» **RECORD EXCERPTS**
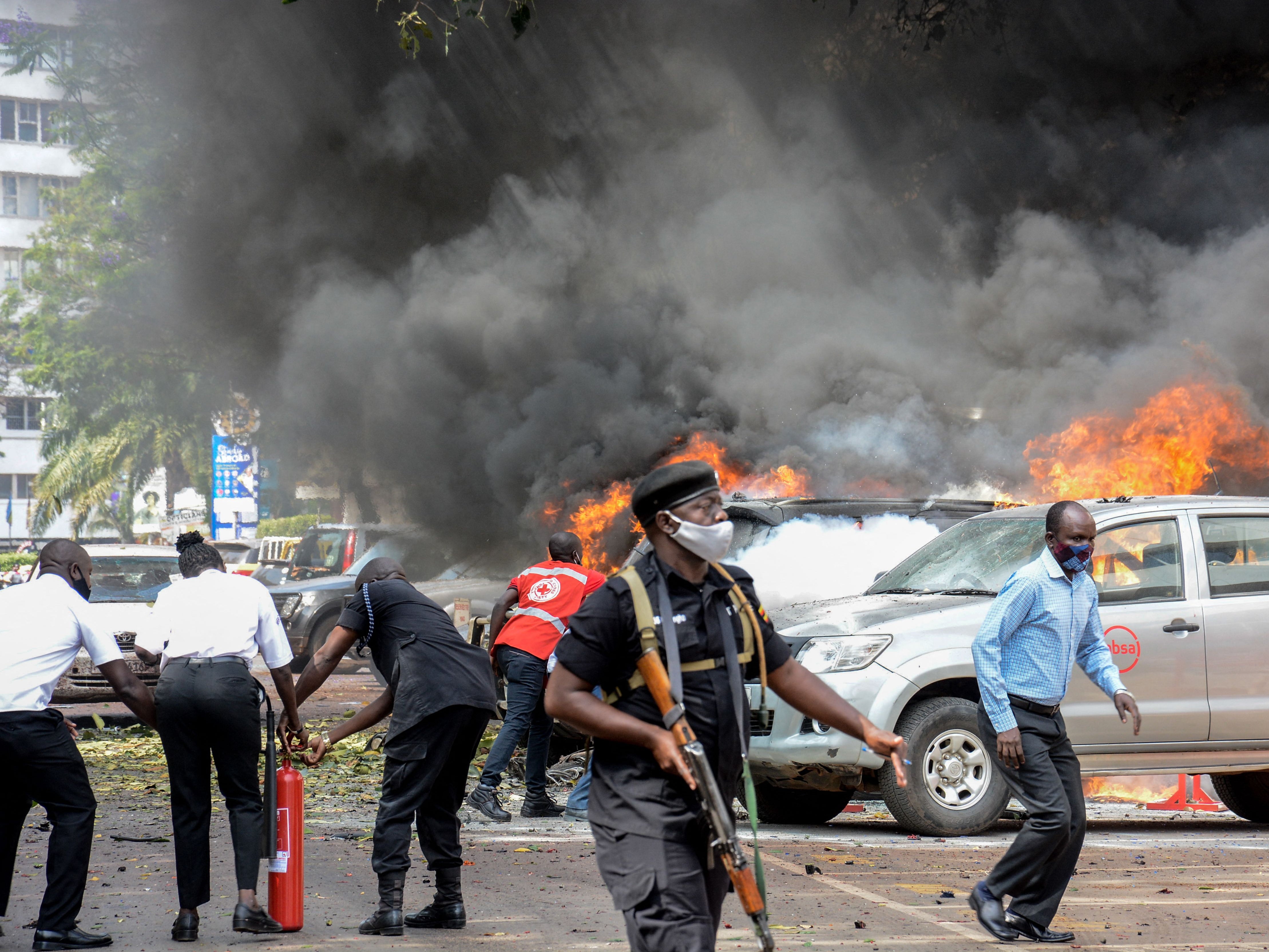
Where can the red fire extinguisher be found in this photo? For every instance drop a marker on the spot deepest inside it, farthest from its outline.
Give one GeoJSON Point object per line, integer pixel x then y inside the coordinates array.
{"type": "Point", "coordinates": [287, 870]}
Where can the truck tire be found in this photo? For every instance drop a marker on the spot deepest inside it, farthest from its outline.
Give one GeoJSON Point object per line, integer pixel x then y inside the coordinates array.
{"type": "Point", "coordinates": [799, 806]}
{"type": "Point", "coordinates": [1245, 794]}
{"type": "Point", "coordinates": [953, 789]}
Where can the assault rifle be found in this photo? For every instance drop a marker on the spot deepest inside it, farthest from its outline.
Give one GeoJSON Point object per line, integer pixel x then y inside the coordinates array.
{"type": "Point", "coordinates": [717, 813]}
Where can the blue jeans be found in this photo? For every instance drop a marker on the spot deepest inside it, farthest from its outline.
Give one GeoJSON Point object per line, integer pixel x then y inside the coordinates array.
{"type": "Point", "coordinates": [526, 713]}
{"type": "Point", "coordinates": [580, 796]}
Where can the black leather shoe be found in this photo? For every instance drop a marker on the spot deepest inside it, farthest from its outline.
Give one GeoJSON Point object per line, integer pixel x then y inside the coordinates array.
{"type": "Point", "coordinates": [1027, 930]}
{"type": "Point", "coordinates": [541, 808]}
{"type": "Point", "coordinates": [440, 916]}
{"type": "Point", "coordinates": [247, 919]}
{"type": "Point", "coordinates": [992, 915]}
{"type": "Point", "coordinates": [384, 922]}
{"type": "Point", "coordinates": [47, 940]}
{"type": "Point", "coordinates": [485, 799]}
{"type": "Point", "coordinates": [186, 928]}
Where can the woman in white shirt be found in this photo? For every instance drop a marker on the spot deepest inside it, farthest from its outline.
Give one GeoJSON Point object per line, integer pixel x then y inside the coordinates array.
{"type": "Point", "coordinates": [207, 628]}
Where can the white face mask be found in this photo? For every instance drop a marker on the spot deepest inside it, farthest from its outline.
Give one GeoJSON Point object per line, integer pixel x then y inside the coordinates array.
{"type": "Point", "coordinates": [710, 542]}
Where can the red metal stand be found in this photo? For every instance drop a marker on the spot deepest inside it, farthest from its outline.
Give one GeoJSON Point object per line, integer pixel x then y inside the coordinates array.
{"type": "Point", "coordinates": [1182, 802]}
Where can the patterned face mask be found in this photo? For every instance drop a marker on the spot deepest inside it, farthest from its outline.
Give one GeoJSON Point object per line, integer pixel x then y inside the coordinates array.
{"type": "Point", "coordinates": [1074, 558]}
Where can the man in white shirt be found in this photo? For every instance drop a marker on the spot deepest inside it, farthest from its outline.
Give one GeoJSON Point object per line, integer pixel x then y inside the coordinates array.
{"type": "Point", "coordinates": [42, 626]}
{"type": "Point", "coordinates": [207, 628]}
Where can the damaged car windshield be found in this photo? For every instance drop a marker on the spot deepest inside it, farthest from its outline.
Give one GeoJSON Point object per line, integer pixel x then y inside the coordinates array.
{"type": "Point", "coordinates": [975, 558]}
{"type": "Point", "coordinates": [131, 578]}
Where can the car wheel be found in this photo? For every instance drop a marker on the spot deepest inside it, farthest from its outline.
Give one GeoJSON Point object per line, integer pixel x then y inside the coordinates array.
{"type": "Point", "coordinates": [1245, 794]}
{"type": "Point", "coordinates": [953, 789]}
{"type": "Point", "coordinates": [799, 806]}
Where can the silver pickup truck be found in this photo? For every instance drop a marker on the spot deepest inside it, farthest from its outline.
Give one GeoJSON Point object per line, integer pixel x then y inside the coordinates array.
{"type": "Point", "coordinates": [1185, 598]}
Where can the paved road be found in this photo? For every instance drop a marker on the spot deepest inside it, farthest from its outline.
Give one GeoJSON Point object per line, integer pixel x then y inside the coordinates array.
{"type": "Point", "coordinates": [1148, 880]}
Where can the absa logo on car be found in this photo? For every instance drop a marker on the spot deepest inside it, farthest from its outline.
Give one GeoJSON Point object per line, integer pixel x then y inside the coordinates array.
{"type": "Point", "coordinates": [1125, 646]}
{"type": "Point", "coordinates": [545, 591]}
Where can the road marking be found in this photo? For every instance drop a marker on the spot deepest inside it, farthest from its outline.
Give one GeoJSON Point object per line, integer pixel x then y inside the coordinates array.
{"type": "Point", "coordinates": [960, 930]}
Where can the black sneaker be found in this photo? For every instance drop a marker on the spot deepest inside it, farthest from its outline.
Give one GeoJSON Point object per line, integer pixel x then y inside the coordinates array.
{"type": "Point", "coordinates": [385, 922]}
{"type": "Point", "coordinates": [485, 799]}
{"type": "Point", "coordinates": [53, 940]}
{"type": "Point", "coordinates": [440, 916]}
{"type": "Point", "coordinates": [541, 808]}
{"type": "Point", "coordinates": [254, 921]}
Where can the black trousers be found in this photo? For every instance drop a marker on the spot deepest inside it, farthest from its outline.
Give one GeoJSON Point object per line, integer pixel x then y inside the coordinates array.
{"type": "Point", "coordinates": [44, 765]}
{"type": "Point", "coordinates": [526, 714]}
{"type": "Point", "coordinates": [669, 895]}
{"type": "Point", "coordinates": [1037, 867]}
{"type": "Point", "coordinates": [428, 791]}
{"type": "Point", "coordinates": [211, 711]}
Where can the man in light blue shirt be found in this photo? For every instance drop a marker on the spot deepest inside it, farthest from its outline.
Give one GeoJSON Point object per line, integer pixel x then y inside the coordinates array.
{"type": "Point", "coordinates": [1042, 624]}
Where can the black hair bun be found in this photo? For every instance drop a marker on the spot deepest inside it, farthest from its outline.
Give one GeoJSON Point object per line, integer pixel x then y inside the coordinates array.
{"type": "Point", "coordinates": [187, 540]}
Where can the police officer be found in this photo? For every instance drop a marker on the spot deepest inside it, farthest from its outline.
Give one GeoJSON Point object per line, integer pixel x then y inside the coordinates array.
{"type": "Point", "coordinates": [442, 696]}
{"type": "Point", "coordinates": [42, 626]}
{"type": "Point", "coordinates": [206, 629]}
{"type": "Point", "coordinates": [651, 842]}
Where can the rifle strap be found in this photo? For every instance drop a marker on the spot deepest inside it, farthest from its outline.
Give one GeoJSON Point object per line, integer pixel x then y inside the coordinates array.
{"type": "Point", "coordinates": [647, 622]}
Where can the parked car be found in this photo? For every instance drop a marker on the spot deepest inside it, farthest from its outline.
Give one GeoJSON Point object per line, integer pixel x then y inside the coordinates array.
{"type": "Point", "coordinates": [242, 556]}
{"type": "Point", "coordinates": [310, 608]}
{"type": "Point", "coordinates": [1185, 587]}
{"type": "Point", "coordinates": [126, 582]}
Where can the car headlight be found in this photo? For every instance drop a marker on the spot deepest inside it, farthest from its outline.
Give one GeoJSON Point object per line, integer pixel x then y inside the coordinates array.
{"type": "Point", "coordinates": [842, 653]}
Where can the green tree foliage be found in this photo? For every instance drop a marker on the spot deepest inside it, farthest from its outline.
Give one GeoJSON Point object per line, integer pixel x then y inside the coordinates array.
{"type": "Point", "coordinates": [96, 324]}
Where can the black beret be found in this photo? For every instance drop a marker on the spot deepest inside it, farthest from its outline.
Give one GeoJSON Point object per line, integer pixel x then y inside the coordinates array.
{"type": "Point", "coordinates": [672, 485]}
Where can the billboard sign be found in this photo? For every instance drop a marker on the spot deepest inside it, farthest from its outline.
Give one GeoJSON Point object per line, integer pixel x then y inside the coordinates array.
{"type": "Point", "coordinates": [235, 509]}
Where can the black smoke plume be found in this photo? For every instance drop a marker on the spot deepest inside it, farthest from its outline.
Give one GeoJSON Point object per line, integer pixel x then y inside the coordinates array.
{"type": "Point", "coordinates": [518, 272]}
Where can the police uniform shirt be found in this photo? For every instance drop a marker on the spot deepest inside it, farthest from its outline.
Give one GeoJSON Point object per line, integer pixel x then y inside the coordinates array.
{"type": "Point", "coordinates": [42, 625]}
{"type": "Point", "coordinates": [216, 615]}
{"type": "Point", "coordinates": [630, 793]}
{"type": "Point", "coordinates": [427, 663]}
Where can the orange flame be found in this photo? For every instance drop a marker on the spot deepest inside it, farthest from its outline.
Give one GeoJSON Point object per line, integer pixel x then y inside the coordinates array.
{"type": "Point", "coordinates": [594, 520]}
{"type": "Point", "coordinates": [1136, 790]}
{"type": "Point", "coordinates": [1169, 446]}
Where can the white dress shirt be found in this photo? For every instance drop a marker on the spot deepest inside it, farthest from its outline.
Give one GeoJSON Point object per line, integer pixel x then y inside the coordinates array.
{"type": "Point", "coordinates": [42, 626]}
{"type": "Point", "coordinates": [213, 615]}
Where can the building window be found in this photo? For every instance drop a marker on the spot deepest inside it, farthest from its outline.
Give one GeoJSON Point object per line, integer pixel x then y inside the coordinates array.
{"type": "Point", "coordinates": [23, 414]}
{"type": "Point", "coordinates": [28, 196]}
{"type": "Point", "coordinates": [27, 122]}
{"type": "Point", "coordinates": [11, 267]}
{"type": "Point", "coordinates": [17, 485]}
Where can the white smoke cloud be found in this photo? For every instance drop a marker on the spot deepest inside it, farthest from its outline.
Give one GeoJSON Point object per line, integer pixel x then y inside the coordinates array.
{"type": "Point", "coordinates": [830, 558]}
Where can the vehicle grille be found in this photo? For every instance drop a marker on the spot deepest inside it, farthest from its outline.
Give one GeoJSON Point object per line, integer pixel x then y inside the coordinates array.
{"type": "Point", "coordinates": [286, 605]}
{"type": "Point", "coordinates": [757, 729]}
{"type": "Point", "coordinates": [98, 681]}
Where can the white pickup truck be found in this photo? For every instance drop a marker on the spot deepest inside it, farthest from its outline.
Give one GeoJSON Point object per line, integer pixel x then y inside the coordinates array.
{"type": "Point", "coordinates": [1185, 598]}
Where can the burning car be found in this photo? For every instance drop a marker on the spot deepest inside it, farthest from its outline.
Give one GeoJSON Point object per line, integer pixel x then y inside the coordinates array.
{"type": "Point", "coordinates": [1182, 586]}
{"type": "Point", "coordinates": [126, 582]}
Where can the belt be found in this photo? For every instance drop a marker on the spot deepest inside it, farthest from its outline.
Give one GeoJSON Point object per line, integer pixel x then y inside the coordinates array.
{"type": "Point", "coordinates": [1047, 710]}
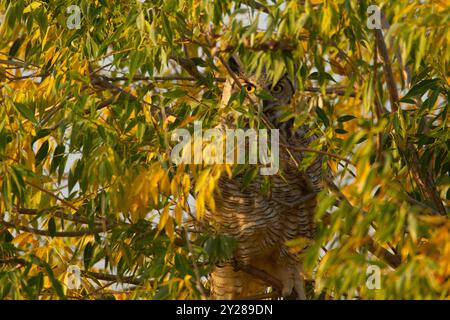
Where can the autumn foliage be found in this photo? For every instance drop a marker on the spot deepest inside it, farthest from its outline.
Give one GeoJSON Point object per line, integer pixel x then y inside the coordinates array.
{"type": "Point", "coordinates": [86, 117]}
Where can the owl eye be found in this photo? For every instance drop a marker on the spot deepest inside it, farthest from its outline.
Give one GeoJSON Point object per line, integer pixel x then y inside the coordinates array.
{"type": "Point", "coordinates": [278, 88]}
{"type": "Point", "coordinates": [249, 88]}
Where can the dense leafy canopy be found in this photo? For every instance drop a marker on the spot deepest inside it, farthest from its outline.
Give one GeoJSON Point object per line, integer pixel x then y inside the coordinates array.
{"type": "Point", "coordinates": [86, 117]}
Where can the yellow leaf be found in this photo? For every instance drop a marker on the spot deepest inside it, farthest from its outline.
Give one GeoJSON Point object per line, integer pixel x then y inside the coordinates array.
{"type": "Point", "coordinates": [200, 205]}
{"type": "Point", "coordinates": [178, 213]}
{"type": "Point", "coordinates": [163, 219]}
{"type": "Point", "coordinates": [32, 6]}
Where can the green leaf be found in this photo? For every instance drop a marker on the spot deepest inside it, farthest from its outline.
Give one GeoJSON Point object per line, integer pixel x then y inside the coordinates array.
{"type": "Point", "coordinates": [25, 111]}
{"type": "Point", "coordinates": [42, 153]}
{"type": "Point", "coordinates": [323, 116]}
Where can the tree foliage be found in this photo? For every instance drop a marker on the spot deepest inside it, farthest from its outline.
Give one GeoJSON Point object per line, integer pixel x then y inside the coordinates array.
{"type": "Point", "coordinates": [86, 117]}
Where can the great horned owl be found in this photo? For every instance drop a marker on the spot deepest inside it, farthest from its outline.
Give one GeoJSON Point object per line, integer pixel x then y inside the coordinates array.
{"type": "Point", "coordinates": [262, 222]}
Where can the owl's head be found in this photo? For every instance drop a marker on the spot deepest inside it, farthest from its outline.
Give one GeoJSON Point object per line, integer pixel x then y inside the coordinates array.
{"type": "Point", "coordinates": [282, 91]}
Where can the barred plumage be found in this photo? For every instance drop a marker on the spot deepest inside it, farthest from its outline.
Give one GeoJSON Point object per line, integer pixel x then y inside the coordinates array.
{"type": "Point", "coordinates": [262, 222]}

» **TASK STATEMENT**
From the entries, count the lines that hold the string "face". Nothing but the number is needed.

» **SOLUTION**
2